Data supplied:
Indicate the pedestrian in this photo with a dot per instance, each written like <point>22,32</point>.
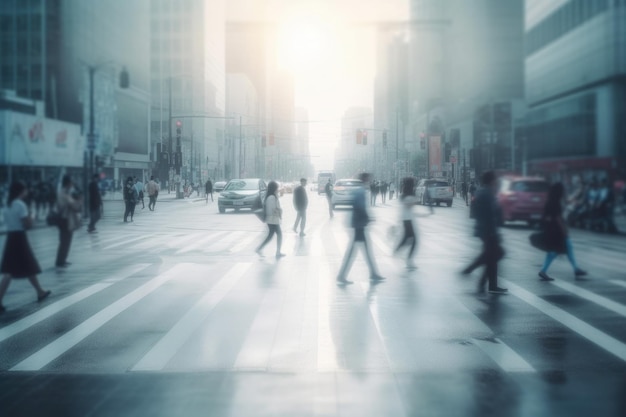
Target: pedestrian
<point>328,190</point>
<point>208,189</point>
<point>273,216</point>
<point>360,219</point>
<point>408,200</point>
<point>488,218</point>
<point>153,193</point>
<point>130,199</point>
<point>139,187</point>
<point>18,260</point>
<point>300,203</point>
<point>556,236</point>
<point>464,192</point>
<point>69,207</point>
<point>95,203</point>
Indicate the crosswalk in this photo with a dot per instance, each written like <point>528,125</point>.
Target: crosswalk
<point>202,300</point>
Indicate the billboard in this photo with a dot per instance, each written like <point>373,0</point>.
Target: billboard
<point>29,140</point>
<point>434,153</point>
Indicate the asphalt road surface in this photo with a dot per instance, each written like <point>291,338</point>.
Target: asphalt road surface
<point>175,315</point>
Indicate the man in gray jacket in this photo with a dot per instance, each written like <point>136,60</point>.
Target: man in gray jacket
<point>300,203</point>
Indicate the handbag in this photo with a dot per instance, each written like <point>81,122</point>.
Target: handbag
<point>260,213</point>
<point>53,218</point>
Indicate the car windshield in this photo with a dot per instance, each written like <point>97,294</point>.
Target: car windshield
<point>437,184</point>
<point>348,183</point>
<point>530,186</point>
<point>236,185</point>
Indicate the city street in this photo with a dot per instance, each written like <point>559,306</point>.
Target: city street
<point>175,314</point>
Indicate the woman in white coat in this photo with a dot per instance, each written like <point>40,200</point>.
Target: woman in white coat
<point>273,216</point>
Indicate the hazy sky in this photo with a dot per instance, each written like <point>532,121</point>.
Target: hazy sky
<point>333,60</point>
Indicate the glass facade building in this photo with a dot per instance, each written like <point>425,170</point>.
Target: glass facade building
<point>575,84</point>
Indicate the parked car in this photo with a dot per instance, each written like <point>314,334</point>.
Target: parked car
<point>439,191</point>
<point>343,191</point>
<point>218,187</point>
<point>242,193</point>
<point>522,198</point>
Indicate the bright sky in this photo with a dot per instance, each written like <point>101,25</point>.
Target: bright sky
<point>333,59</point>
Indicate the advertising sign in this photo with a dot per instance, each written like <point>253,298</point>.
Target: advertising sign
<point>36,141</point>
<point>434,153</point>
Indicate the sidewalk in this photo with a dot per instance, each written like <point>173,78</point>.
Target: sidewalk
<point>108,199</point>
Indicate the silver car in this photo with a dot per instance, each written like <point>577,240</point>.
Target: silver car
<point>247,193</point>
<point>343,192</point>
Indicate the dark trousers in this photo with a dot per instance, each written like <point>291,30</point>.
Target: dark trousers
<point>359,236</point>
<point>273,228</point>
<point>130,209</point>
<point>409,233</point>
<point>65,241</point>
<point>94,216</point>
<point>300,218</point>
<point>492,253</point>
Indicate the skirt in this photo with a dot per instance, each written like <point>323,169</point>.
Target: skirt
<point>18,259</point>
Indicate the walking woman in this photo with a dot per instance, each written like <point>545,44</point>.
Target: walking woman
<point>408,201</point>
<point>69,207</point>
<point>18,260</point>
<point>556,236</point>
<point>273,216</point>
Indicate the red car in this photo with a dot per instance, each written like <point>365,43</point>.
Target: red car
<point>522,198</point>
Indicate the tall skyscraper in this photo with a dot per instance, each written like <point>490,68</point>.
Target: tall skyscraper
<point>188,83</point>
<point>575,72</point>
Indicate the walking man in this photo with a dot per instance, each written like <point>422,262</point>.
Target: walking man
<point>488,216</point>
<point>300,203</point>
<point>153,192</point>
<point>360,219</point>
<point>95,203</point>
<point>139,187</point>
<point>208,189</point>
<point>328,190</point>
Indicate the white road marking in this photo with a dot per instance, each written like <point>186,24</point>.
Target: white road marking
<point>503,355</point>
<point>158,357</point>
<point>587,331</point>
<point>244,243</point>
<point>125,242</point>
<point>60,305</point>
<point>53,350</point>
<point>588,295</point>
<point>326,349</point>
<point>255,351</point>
<point>201,242</point>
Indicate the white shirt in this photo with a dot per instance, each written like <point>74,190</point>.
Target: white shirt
<point>14,214</point>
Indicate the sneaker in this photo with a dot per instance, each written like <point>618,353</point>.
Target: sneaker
<point>579,272</point>
<point>343,281</point>
<point>545,277</point>
<point>498,290</point>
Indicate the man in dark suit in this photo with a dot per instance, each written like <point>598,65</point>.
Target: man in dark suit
<point>300,203</point>
<point>95,203</point>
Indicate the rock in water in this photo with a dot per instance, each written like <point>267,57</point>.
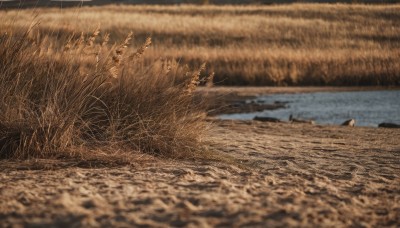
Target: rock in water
<point>267,119</point>
<point>294,120</point>
<point>350,123</point>
<point>389,125</point>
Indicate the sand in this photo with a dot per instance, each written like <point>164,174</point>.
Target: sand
<point>284,174</point>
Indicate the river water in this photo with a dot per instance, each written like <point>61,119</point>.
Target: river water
<point>368,108</point>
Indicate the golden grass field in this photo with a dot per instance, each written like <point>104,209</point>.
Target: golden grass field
<point>297,44</point>
<point>103,122</point>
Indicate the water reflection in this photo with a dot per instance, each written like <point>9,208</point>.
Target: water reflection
<point>369,108</point>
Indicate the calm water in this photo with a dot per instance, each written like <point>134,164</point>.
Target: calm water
<point>369,108</point>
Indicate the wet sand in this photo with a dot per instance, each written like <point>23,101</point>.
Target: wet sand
<point>284,175</point>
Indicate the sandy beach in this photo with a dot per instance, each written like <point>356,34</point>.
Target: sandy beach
<point>281,174</point>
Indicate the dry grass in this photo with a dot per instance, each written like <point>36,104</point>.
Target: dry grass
<point>88,96</point>
<point>298,44</point>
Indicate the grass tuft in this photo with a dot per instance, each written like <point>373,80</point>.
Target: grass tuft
<point>84,96</point>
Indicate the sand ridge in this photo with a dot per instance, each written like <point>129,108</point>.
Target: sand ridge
<point>294,175</point>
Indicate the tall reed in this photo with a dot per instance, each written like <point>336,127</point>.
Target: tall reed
<point>87,95</point>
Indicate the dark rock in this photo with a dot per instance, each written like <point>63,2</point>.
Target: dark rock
<point>294,120</point>
<point>350,123</point>
<point>389,125</point>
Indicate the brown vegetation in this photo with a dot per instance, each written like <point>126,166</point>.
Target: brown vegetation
<point>299,44</point>
<point>71,99</point>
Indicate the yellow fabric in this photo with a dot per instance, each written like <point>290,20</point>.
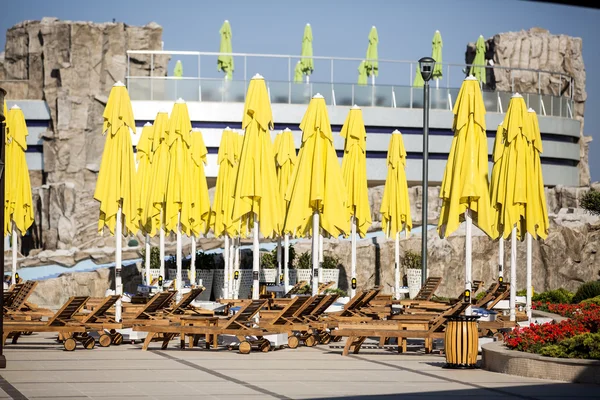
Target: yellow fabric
<point>354,170</point>
<point>317,183</point>
<point>143,179</point>
<point>395,204</point>
<point>222,208</point>
<point>159,173</point>
<point>255,190</point>
<point>285,162</point>
<point>180,186</point>
<point>18,205</point>
<point>115,186</point>
<point>536,211</point>
<point>465,183</point>
<point>201,206</point>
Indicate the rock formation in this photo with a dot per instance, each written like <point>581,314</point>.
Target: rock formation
<point>538,49</point>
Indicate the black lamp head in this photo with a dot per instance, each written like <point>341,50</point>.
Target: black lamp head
<point>426,65</point>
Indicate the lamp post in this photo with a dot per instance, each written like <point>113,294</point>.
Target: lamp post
<point>426,65</point>
<point>2,194</point>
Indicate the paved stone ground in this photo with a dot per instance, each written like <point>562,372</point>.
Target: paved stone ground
<point>38,368</point>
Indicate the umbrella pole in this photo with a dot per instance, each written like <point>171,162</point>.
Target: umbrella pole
<point>193,263</point>
<point>286,262</point>
<point>501,258</point>
<point>179,254</point>
<point>148,250</point>
<point>226,264</point>
<point>255,259</point>
<point>353,255</point>
<point>528,278</point>
<point>315,254</point>
<point>14,246</point>
<point>513,274</point>
<point>468,255</point>
<point>118,266</point>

Given task: Reproduce all the rows above word for word, leaving out the pictures.

Right answer:
Indicate the pedestrian in this photo with a dot per instance, each written like <point>22,32</point>.
Target: pedestrian
<point>328,190</point>
<point>208,189</point>
<point>273,216</point>
<point>360,219</point>
<point>408,200</point>
<point>488,218</point>
<point>153,193</point>
<point>130,199</point>
<point>139,187</point>
<point>18,260</point>
<point>300,203</point>
<point>556,236</point>
<point>464,192</point>
<point>69,207</point>
<point>95,203</point>
Indicate the crosswalk in this photo with a dot per instance, each written like <point>528,125</point>.
Target: crosswalk
<point>202,300</point>
Indicate the billboard in this photo with a dot per instance, each written like <point>373,0</point>.
Target: billboard
<point>29,140</point>
<point>434,153</point>
Indicate the asphalt road surface in this photo with a dot per instance, each written like <point>291,338</point>.
Target: asphalt road surface
<point>175,315</point>
Indicate the man in gray jacket in this photo with a dot per instance, each written like <point>136,60</point>.
Target: man in gray jacket
<point>300,203</point>
Indicate the handbag in this photo with a dot per instance, each written like <point>81,122</point>.
Target: handbag
<point>260,213</point>
<point>53,218</point>
Indicate the car windshield in this photo with a dot per instance, each written like <point>97,294</point>.
Target: car windshield
<point>437,184</point>
<point>348,183</point>
<point>530,186</point>
<point>236,185</point>
Indicate the city street in this photo with a dot per instance, each written like <point>559,306</point>.
Target: city street
<point>175,314</point>
Indicate the woman in white coat in this photo with a dot per instance, each written like <point>40,200</point>.
Target: woman in white coat
<point>273,216</point>
Indicate the hazy sky in this photo with a dot per instance, each written like <point>532,121</point>.
Target: hazy sky
<point>333,60</point>
Indicate the glass facade building in this photo with a dot per instance, each written like <point>425,170</point>.
Target: glass facade building
<point>575,84</point>
Indicate the parked car in this photo with a dot per instance, each written like <point>314,334</point>.
Target: parked car
<point>439,191</point>
<point>343,191</point>
<point>218,187</point>
<point>242,193</point>
<point>522,198</point>
Indicate the bright sky in this photo with a dot per instance, each written like <point>101,25</point>.
Target: bright sky
<point>333,59</point>
Indicate the advertising sign in this photo with a dot per instance, each written like <point>253,298</point>.
Target: advertising sign
<point>36,141</point>
<point>434,153</point>
Indicate the sidewalk in this photo with a dot per instance, each written like <point>173,78</point>.
Target: sidewalk
<point>108,199</point>
Indicate the silver car in this photo with a dot per instance, each written like <point>577,240</point>.
Target: silver car
<point>247,193</point>
<point>343,192</point>
Indicate the dark trousers in this photo with a dot per instance, each written like <point>291,30</point>.
Target: dark trousers
<point>359,236</point>
<point>273,228</point>
<point>130,209</point>
<point>409,233</point>
<point>65,241</point>
<point>94,216</point>
<point>300,218</point>
<point>492,253</point>
Indicate the skirt in this photo with a dot per instance, each written like <point>323,169</point>.
Target: skirt
<point>18,259</point>
Indicate the walking woman in this photo with a dot per instance, each written like <point>545,44</point>.
Target: walking woman
<point>408,201</point>
<point>69,207</point>
<point>18,260</point>
<point>556,236</point>
<point>273,216</point>
Indicate the red car in this photo with a dot per instance, each written like <point>365,43</point>.
Target: red car
<point>522,198</point>
Indicate the tall skyscraper in this photo with a dot per instance, each written like <point>490,68</point>.
Target: tall skyscraper
<point>188,83</point>
<point>575,72</point>
Indicate the walking man in this photo with a dot per instance, each written like <point>422,262</point>.
Target: walking man
<point>488,216</point>
<point>300,203</point>
<point>153,192</point>
<point>360,219</point>
<point>95,203</point>
<point>139,187</point>
<point>208,189</point>
<point>328,190</point>
Indicate the white road marking in this photo with a dot per instance, each written like <point>186,24</point>.
Target: white road marking
<point>503,355</point>
<point>158,357</point>
<point>587,331</point>
<point>244,243</point>
<point>125,242</point>
<point>60,305</point>
<point>53,350</point>
<point>588,295</point>
<point>326,349</point>
<point>255,351</point>
<point>201,242</point>
Indicate the white shirt in this photo with a dot per instance, each written like <point>74,190</point>.
Target: white shirt
<point>14,214</point>
Indicate the sneaker in this photo with a dot per instance, each written like <point>618,353</point>.
Target: sneaker
<point>579,272</point>
<point>343,281</point>
<point>545,277</point>
<point>498,290</point>
Indicate the man in dark suit in this photo with a dot per instance, each written like <point>598,65</point>.
Target: man in dark suit
<point>300,203</point>
<point>95,203</point>
Indicate the rock in water in this photo with a dot per instance, each written like <point>267,57</point>.
Target: rock in water
<point>267,119</point>
<point>294,120</point>
<point>350,123</point>
<point>389,125</point>
Indicate the sand in this photo with a dot per instance, each written like <point>164,174</point>.
Target: sand
<point>284,174</point>
Indicate the river water in this photo with a dot per instance, each written like <point>61,119</point>.
Target: river water
<point>368,108</point>
Indicate the golden grass field in this photo with a dot per instance, each written like <point>104,209</point>.
Target: golden grass field
<point>297,44</point>
<point>103,122</point>
Indicate the water reflection in this photo with a dot per instance, each written like <point>9,208</point>.
Target: water reflection
<point>369,108</point>
Indicate the calm water in this photo with a dot per instance, each written like <point>134,164</point>.
Target: calm water
<point>369,108</point>
Indicate the wet sand in this photo with a dot per instance, each written like <point>23,101</point>.
Target: wet sand
<point>284,175</point>
Indicate the sandy beach in this photo with a dot per instance, each written like <point>356,34</point>.
Target: sandy beach
<point>281,174</point>
Indicate the dry grass in this photo with a dot per instance, each written like <point>36,104</point>.
Target: dry grass
<point>88,96</point>
<point>298,44</point>
Indicate the grass tuft in this photo with a dot per instance, each written like <point>373,80</point>.
Target: grass tuft
<point>84,96</point>
Indicate the sand ridge in this photo with a dot per instance, each written like <point>129,108</point>.
Target: sand ridge
<point>294,175</point>
Indicate the tall reed in this photo with a dot per instance, each written like <point>336,127</point>.
Target: tall reed
<point>87,95</point>
Indicate the dark rock in this photo with a dot per instance, each written like <point>63,2</point>.
Target: dark rock
<point>294,120</point>
<point>350,123</point>
<point>389,125</point>
Indicate the brown vegetation in this photo with a dot per instance, each written like <point>126,166</point>.
Target: brown vegetation
<point>299,44</point>
<point>71,99</point>
Indicate the yellow fabric in this photo with a dot per instance, each written like <point>290,20</point>.
Target: yellow fabric
<point>354,170</point>
<point>317,183</point>
<point>143,179</point>
<point>395,204</point>
<point>222,208</point>
<point>159,173</point>
<point>255,190</point>
<point>285,162</point>
<point>180,186</point>
<point>18,205</point>
<point>115,186</point>
<point>536,211</point>
<point>465,183</point>
<point>201,206</point>
Indicate the rock formation in this photo with a dot per instance, each written like <point>581,314</point>.
Target: rock formation
<point>538,49</point>
Indicate the black lamp head in this photo with a dot per instance, each written like <point>341,50</point>.
Target: black lamp head
<point>426,65</point>
Indicate the lamp post in this photo with a dot per instance, each written like <point>113,294</point>.
Target: lamp post
<point>426,65</point>
<point>2,194</point>
Indicate the paved stone ground in this photo with a dot per instance, each written like <point>562,372</point>.
Target: paved stone ground
<point>38,368</point>
Indicate the umbrella pole in this photo with a dot per instance, each written like <point>171,162</point>.
Target: umbrella pole
<point>193,263</point>
<point>286,262</point>
<point>501,258</point>
<point>179,254</point>
<point>148,250</point>
<point>226,264</point>
<point>255,259</point>
<point>353,255</point>
<point>528,278</point>
<point>315,254</point>
<point>14,246</point>
<point>513,274</point>
<point>468,255</point>
<point>118,266</point>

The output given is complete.